Write the next part of the announcement of Journeys Through the Radiant Citadel, picking up after its final sentence.

SELECTED EXTRACT:
►

We peered, poked, squinted, flipped, and enhanced the teaser image that WotC put out last week, and it turns out we got it right -- the next book is, indeed, Journeys Through the Radiant Citadel. Wraparound cover art by Evyn Fong Through the mists of the Ethereal Plane shines the Radiant Citadel. Travelers from across the multiverse flock to this mysterious bastion to share their...

We peered, poked, squinted, flipped, and enhanced the teaser image that WotC put out last week, and it turns out we got it right -- the next book is, indeed, Journeys Through the Radiant Citadel.

journey_citadel.jpg

Wraparound cover art by Evyn Fong

Through the mists of the Ethereal Plane shines the Radiant Citadel. Travelers from across the multiverse flock to this mysterious bastion to share their traditions, stories, and calls for heroes. A crossroads of wonders and adventures, the Radiant Citadel is the first step on the path to legend. Where will your journeys take you?

Journeys through the Radiant Citadel is a collection of thirteen short, stand-alone D&D adventures featuring challenges for character levels 1–14. Each adventure has ties to the Radiant Citadel, a magical city with connections to lands rich with excitement and danger, and each can be run by itself or as part of an ongoing campaign. Explore this rich and varied collection of adventures in magical lands.

◄

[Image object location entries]
►

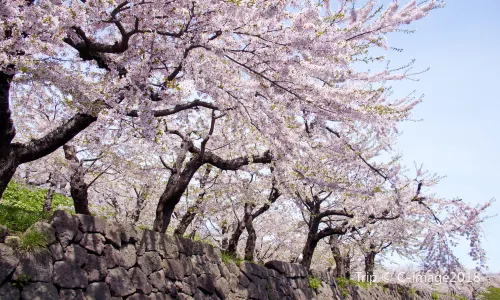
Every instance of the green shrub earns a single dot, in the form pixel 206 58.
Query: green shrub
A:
pixel 21 207
pixel 314 282
pixel 21 281
pixel 493 293
pixel 18 219
pixel 32 241
pixel 226 257
pixel 435 296
pixel 20 196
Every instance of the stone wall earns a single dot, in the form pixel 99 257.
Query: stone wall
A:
pixel 90 258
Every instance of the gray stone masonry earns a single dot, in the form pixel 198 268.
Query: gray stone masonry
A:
pixel 90 258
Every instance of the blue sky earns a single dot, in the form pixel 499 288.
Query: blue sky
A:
pixel 459 135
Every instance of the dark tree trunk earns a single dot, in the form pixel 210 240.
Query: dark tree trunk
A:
pixel 192 211
pixel 347 265
pixel 311 242
pixel 78 187
pixel 8 159
pixel 176 186
pixel 232 246
pixel 141 196
pixel 179 180
pixel 49 196
pixel 340 260
pixel 251 239
pixel 370 265
pixel 8 166
pixel 186 220
pixel 250 216
pixel 14 154
pixel 225 241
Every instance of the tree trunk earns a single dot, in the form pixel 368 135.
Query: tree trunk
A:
pixel 308 251
pixel 340 264
pixel 370 265
pixel 185 221
pixel 14 154
pixel 192 211
pixel 179 181
pixel 8 159
pixel 8 166
pixel 232 246
pixel 78 187
pixel 141 196
pixel 251 239
pixel 176 186
pixel 311 242
pixel 49 196
pixel 224 230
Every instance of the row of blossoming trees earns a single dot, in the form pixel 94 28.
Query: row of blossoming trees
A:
pixel 248 123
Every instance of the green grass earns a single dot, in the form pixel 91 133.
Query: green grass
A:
pixel 32 241
pixel 493 293
pixel 314 283
pixel 226 258
pixel 17 219
pixel 32 199
pixel 21 207
pixel 342 282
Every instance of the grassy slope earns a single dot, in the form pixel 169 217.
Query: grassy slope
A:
pixel 492 294
pixel 22 206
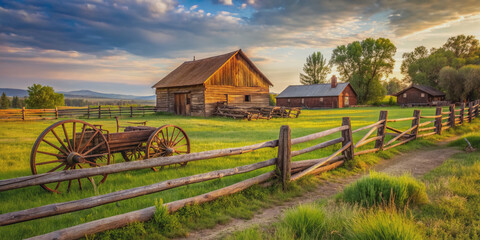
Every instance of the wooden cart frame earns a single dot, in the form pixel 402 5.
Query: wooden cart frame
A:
pixel 75 144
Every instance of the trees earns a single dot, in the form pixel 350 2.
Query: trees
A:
pixel 316 69
pixel 364 64
pixel 4 101
pixel 462 46
pixel 423 67
pixel 43 97
pixel 461 84
pixel 393 86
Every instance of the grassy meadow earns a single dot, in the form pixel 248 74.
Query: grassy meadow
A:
pixel 17 138
pixel 446 209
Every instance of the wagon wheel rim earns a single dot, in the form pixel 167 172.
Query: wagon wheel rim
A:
pixel 53 152
pixel 168 140
pixel 137 153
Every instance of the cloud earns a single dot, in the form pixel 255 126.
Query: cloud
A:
pixel 165 28
pixel 223 2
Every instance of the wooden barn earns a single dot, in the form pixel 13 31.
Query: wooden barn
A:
pixel 331 95
pixel 195 87
pixel 417 95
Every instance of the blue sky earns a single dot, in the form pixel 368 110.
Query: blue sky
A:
pixel 126 46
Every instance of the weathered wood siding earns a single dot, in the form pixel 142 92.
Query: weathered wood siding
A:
pixel 166 99
pixel 237 72
pixel 352 97
pixel 259 97
pixel 321 102
pixel 231 83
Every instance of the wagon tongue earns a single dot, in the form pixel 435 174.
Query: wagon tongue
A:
pixel 74 158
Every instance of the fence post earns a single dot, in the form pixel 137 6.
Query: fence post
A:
pixel 284 157
pixel 347 138
pixel 415 122
pixel 476 108
pixel 381 130
pixel 462 112
pixel 438 120
pixel 452 115
pixel 470 111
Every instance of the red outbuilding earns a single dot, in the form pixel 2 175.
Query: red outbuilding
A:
pixel 331 95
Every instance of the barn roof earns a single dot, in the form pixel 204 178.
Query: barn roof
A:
pixel 426 89
pixel 316 90
pixel 197 72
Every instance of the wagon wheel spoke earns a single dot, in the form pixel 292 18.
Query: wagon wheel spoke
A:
pixel 52 154
pixel 67 138
pixel 177 137
pixel 78 139
pixel 53 145
pixel 171 138
pixel 73 135
pixel 57 167
pixel 81 137
pixel 59 140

◄

THE RESPONSE:
  • Thirteen new stand-alone adventures spanning levels 1 to 14, each with its own set of maps
  • Introduces the Radiant Citadel, a new location on the Ethereal Plane that connects adventurers to richly detailed and distinct corners of the D&D multiverse
  • Each adventure can be set in any existing D&D campaign setting or on worlds of your own design
  • Introduces eleven new D&D monsters
  • There’s a story for every adventuring party, from whimsical and light to dark and foreboding and everything in between


Slated for June 21st (update - I just got a press release which says it's June 21st "in North American stores"; I'm not sure what that means for the rest of us!), it's a 224-page adventure anthology featuring a floating city called the Radiant Citadel. The book is written entirely by people of colour, including Ajit George, who was the first person of Indian heritage to write Indian-inspired material for D&D (in Van Richten's Guide to Ravenloft). Around 50 POC writers were involved in total in various ways.

The Radiant Citadel is on the ethereal plane and is carved from the giant fossil of an unknown monster. A massive gemstone called the Royal Diamond sits at the core, surrounded by a bunch of smaller Concord Jewels, which are gateways to the Citadel's founding civilizations. DMs can link any world to the citadel by placing a Concord Jewel there.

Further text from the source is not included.